## DESCRIPTION OF THE TASK:
Could you retype the whole listing, word for word?

=== Section Start ===

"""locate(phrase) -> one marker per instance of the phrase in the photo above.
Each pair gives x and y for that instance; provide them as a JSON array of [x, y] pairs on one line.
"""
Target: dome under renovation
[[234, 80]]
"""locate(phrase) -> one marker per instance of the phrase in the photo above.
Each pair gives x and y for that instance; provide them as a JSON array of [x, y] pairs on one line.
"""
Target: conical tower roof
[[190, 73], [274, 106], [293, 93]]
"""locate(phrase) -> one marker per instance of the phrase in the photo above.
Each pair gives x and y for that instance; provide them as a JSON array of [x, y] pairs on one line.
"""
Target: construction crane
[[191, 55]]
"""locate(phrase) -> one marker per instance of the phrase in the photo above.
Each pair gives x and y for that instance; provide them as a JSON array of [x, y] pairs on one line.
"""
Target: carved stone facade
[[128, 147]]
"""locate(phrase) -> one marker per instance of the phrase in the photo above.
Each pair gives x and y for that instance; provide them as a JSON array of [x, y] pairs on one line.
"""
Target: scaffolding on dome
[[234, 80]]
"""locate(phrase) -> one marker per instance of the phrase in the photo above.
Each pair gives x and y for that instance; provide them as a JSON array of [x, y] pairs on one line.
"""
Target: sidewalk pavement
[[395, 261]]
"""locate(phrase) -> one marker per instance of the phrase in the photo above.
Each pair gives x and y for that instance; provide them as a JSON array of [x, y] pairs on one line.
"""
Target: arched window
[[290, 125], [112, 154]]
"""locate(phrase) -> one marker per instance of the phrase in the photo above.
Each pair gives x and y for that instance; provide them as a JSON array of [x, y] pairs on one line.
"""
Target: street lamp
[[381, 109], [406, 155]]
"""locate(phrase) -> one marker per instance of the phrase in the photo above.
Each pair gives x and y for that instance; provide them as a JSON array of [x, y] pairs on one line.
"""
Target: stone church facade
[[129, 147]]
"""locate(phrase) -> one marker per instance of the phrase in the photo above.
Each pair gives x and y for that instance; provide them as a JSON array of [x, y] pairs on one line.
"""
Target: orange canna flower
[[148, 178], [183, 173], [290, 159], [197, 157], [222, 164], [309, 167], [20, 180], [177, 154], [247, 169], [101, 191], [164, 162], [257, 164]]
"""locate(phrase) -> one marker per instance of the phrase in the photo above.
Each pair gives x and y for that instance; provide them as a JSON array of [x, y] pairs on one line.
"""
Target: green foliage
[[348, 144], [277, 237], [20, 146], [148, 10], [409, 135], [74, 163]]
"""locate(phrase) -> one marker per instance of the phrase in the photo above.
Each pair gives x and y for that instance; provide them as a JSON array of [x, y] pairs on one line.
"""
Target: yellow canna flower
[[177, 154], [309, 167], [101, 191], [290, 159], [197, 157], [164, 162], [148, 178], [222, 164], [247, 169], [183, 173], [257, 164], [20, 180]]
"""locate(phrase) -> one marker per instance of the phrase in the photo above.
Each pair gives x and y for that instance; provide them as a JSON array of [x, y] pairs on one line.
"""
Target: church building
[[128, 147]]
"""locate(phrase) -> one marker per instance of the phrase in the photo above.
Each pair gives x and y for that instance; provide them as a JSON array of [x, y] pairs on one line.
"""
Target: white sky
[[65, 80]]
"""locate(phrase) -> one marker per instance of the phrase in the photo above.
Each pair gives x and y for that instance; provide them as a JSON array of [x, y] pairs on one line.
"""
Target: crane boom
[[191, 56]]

=== Section End ===

## RESPONSE TO THE TASK:
"""locate(phrase) -> one marker per instance of the phrase in the photo above.
Each pair gives x and y for that instance; provide them as a JSON array of [x, y] pairs on one line.
"""
Target: dome under renovation
[[234, 80]]
"""locate(phrase) -> one marker per instance of the phrase in the photo above.
Each pair gives x and y for that instance; provide them as a JSON array of [x, y] pairs on one line.
"""
Target: conical tower roof
[[190, 73], [274, 106], [293, 93]]
"""locate(phrase) -> one marker per instance of the phrase in the photo above.
Each pair gives x and y for that instance; provide them as a JSON array of [x, y] pairs on one line.
"""
Target: construction crane
[[191, 55]]
"""locate(phrase) -> one marker per instance of the phrase in the photo above.
Each pair gives x and y for that instance; provide them as a JSON array of [x, y] pairs on one line.
"""
Target: carved stone facade
[[128, 147]]
"""locate(phrase) -> one marker per instance of the phrase in the photo above.
Each pair gives x and y for that instance; provide them as a JSON array of [x, y] pairs on one line.
"""
Target: scaffolding on dome
[[234, 80]]
"""locate(phrase) -> one marker per instance of the phrase in the photo above.
Each pair gives x and y for that instance; provide them as a JSON array of [x, y] pairs on one line.
"""
Target: sidewalk pavement
[[395, 261]]
"""locate(phrase) -> one marker per instance of the phrase in the photo above.
Each pair gives x and y for that instance; provide them as a JSON array of [x, y] pairs on one line.
"""
Target: arched window
[[290, 125], [112, 154]]
"""locate(phrase) -> one marker per instance of the phrase in the photo above.
Each pair gives x and y for that instance; provide them as a JSON array of [x, y] pairs on one line.
"""
Target: street lamp
[[381, 109], [406, 155]]
"""locate(phrase) -> one marker per instance of the phrase in the photo above.
Each pair gives x and y for that instance; provide them as a JSON array of [x, y] pairs on one line.
"""
Target: stone church facade
[[129, 147]]
"""locate(phrase) -> one marker per instance of the phrase in the photo above.
Each pair gives x and y for that instance; provide them as a JSON array of [x, y] pairs on one line.
"""
Target: orange canna flower
[[148, 178], [183, 173], [290, 159], [197, 157], [222, 164], [309, 167], [20, 180], [177, 154], [247, 169], [101, 191], [164, 162], [257, 164]]
"""locate(phrase) -> one marker per instance of the phrase in the photo above.
Each pair gives x and y for that instance; provide them as a JSON array of [x, y] pairs on one line.
"""
Target: green foliage
[[348, 144], [277, 237], [20, 146], [148, 10], [409, 135], [74, 163]]
"""locate(phrase) -> one marker per instance of the phrase in the photo above.
Each pair gives x and y for that instance; provide them as a JSON array of [x, y] pairs on one line.
"""
Target: yellow canna flower
[[177, 154], [309, 167], [101, 191], [290, 159], [197, 157], [164, 162], [148, 178], [222, 164], [247, 169], [183, 173], [257, 164], [20, 180]]
"""locate(phrase) -> one marker per instance of the phrase in the photo above.
Each pair gives x and y for that instance; provide them as a JSON array of [x, y] pairs on one line.
"""
Target: church building
[[128, 147]]
"""locate(phrase) -> one marker per instance of the phrase in the photo above.
Each pair gives x and y for that instance; provide them as a JSON array of [x, y] pairs on one line.
"""
Target: white sky
[[65, 80]]
"""locate(phrase) -> one marker per instance of the phrase in the photo above.
Each pair gives x and y for that instance; provide them as a JSON array of [x, y] pairs on one line.
"""
Target: crane boom
[[191, 56]]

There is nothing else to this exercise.